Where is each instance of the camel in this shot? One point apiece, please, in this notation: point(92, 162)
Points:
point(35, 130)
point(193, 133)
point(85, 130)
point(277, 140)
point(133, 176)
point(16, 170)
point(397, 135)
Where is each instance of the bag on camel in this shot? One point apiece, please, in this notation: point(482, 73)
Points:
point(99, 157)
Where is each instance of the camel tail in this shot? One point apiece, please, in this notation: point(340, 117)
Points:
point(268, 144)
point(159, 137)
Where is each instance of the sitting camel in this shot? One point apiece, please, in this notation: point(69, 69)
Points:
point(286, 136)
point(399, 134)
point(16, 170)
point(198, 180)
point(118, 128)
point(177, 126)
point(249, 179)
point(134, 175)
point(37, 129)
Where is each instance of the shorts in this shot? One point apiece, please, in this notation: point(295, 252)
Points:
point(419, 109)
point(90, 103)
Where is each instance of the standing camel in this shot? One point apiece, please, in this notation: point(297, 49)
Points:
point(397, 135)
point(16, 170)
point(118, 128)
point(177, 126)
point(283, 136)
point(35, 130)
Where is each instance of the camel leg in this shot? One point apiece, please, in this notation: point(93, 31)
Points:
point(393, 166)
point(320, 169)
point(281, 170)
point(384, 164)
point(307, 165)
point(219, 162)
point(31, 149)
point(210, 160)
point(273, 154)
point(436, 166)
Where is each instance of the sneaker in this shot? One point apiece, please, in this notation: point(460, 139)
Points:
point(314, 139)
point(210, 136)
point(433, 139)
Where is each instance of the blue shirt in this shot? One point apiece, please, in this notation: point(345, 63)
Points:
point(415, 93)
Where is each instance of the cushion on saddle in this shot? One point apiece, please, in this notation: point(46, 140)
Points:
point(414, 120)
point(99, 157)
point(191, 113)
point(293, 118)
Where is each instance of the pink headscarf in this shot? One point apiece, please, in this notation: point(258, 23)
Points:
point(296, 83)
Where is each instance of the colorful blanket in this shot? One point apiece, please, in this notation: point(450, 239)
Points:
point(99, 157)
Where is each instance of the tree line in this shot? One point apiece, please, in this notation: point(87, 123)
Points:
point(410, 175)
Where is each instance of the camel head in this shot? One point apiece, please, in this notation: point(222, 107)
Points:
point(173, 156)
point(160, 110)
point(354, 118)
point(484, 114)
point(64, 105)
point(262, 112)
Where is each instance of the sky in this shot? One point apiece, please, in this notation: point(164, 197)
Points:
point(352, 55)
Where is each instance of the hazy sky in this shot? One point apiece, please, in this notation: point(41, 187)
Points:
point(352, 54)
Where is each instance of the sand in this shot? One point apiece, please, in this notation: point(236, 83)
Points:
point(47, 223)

▸ **Request**
Render everything from the line containing "Where is each instance of the sand" down through the end of the data as a JSON list of strings, one string per line, with blank lines omitted.

▸ **Answer to this problem**
[
  "Where is each instance of the sand in this shot? One point apiece, please, in this notation: point(236, 83)",
  "Points:",
  "point(47, 223)"
]